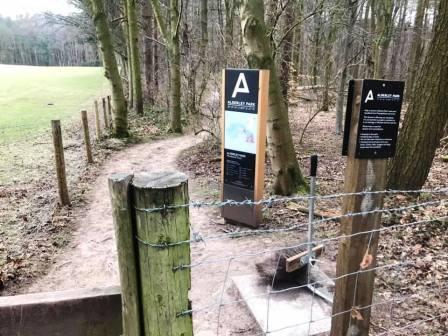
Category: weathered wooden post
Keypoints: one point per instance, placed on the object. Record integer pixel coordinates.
(153, 246)
(106, 121)
(60, 162)
(164, 289)
(109, 111)
(97, 121)
(119, 188)
(85, 127)
(373, 114)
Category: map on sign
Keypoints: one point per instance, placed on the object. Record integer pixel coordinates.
(241, 132)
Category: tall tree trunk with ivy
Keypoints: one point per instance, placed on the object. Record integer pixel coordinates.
(351, 10)
(384, 29)
(416, 46)
(427, 114)
(170, 34)
(288, 178)
(111, 69)
(134, 55)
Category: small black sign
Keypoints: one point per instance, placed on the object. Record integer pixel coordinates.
(348, 117)
(379, 119)
(241, 91)
(239, 169)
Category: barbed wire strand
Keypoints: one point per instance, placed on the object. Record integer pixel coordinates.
(272, 200)
(222, 296)
(321, 241)
(293, 227)
(294, 288)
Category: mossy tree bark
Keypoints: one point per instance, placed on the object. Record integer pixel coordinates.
(385, 26)
(351, 7)
(134, 55)
(111, 69)
(288, 177)
(416, 46)
(427, 114)
(170, 34)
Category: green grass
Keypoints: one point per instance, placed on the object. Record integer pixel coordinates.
(32, 96)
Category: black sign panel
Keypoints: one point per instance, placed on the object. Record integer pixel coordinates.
(240, 127)
(241, 91)
(239, 169)
(379, 119)
(348, 117)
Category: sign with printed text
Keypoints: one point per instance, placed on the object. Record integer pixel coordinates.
(244, 132)
(379, 119)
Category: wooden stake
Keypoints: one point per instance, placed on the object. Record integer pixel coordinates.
(109, 111)
(97, 121)
(106, 119)
(85, 126)
(164, 289)
(60, 162)
(353, 292)
(119, 189)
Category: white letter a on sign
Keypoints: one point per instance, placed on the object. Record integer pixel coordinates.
(369, 96)
(241, 85)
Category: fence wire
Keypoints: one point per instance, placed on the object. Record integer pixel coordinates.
(401, 266)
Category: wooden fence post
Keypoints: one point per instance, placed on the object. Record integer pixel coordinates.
(164, 289)
(85, 126)
(119, 188)
(109, 111)
(97, 121)
(354, 292)
(106, 121)
(60, 162)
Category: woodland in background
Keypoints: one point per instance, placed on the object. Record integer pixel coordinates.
(168, 56)
(39, 40)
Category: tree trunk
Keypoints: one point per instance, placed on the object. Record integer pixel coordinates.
(416, 47)
(170, 34)
(111, 69)
(230, 13)
(148, 52)
(328, 62)
(288, 178)
(286, 50)
(427, 114)
(129, 63)
(384, 11)
(135, 56)
(352, 7)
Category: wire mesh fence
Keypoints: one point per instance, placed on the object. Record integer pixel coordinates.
(405, 302)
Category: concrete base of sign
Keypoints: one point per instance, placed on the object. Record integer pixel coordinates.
(289, 313)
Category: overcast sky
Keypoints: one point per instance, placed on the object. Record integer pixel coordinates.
(12, 8)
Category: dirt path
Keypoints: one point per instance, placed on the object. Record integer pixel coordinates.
(91, 260)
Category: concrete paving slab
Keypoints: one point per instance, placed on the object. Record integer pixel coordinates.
(289, 312)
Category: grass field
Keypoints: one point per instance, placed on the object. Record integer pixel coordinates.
(31, 96)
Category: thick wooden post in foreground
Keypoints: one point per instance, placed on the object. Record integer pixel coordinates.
(85, 127)
(109, 111)
(164, 289)
(354, 292)
(119, 188)
(106, 119)
(147, 227)
(60, 162)
(97, 121)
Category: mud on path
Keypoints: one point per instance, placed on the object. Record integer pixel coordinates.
(91, 259)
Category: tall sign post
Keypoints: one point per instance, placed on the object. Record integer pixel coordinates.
(244, 104)
(370, 136)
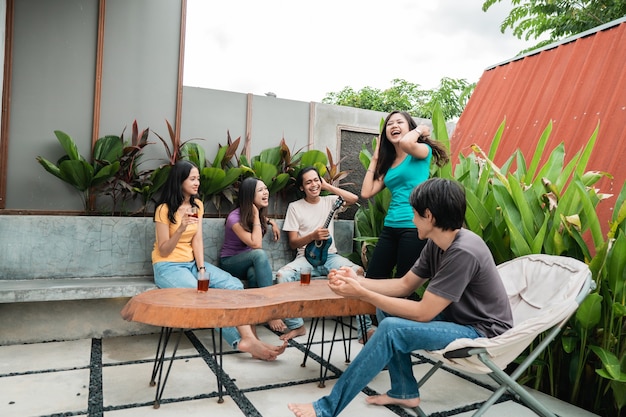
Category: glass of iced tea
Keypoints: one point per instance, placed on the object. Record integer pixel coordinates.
(203, 281)
(305, 275)
(193, 212)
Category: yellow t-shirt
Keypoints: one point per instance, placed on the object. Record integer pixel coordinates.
(183, 251)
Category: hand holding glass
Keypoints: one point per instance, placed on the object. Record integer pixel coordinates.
(203, 281)
(305, 275)
(192, 212)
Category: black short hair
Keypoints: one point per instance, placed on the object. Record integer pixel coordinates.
(444, 198)
(299, 179)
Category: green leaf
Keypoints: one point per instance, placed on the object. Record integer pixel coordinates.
(534, 163)
(610, 365)
(616, 266)
(108, 149)
(590, 311)
(77, 173)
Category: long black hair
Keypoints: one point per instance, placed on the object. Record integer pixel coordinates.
(172, 194)
(387, 152)
(245, 201)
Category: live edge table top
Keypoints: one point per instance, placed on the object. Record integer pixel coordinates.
(188, 309)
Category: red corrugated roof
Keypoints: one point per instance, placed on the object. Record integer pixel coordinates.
(575, 84)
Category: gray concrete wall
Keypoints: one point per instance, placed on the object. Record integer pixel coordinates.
(53, 81)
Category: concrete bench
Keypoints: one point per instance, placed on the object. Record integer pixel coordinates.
(85, 266)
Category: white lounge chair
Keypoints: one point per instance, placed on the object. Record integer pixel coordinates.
(544, 292)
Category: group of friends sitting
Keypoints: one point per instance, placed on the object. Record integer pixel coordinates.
(422, 241)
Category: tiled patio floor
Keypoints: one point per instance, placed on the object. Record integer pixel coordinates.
(110, 377)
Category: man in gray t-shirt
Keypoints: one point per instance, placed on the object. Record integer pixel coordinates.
(465, 298)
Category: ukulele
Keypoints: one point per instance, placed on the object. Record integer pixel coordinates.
(316, 252)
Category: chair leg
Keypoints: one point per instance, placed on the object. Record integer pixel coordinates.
(509, 383)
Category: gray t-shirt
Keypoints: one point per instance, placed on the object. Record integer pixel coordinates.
(467, 275)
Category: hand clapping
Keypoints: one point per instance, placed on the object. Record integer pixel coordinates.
(343, 281)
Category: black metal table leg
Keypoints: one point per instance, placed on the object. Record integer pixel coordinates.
(220, 370)
(159, 361)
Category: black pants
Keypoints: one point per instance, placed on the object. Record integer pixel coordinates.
(396, 247)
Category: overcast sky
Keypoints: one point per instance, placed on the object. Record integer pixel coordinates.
(304, 50)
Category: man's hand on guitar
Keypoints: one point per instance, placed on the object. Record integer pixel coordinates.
(321, 234)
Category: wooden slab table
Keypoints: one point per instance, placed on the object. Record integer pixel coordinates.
(185, 308)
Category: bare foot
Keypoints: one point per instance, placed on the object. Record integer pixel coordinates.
(300, 331)
(384, 399)
(370, 333)
(302, 410)
(260, 350)
(277, 325)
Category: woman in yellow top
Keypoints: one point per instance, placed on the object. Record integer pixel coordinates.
(178, 253)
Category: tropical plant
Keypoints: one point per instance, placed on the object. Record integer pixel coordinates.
(274, 166)
(558, 19)
(81, 174)
(451, 95)
(217, 177)
(122, 187)
(551, 208)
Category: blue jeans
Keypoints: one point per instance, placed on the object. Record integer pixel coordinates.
(184, 275)
(254, 265)
(391, 346)
(291, 273)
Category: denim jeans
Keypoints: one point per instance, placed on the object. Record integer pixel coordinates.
(291, 273)
(184, 275)
(254, 265)
(391, 346)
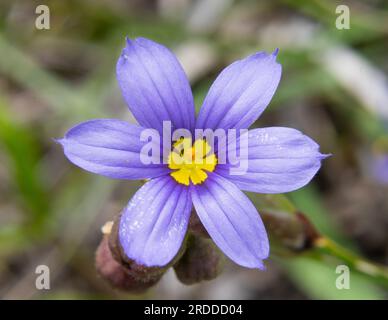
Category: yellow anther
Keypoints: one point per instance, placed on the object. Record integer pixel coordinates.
(191, 162)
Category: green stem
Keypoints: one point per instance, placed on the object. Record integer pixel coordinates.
(361, 265)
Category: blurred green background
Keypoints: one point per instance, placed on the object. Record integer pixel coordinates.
(334, 88)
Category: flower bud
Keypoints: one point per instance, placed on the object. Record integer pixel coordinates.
(116, 274)
(136, 270)
(201, 261)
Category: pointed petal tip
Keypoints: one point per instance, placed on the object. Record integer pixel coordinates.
(58, 140)
(325, 156)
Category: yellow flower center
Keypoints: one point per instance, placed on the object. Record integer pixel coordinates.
(191, 162)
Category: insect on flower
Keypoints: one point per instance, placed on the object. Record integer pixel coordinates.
(156, 89)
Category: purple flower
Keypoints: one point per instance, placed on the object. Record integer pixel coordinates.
(156, 89)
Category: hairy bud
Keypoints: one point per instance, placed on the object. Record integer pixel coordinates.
(201, 261)
(116, 274)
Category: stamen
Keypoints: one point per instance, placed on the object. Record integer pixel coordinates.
..........
Restate word for word the entries above from the line with "Category: black short hair" through the line with "Category: red corrugated roof", inclusive, leaving out everything else.

Category: black short hair
Keypoints: one point per instance, placed on the object. Record integer pixel coordinates.
(444, 198)
(299, 179)
Category: green leaf
Keypoints: one point per instance, placed on the object. Record integer pixel coordinates.
(534, 163)
(610, 365)
(616, 266)
(108, 149)
(590, 311)
(77, 173)
Category: long black hair
Keypoints: one point per instance, placed on the object. Record integer pixel coordinates.
(172, 194)
(387, 152)
(245, 201)
Category: live edge table top
Keypoints: one point per instance, placed on the object. Record integer pixel coordinates.
(188, 309)
Category: red corrugated roof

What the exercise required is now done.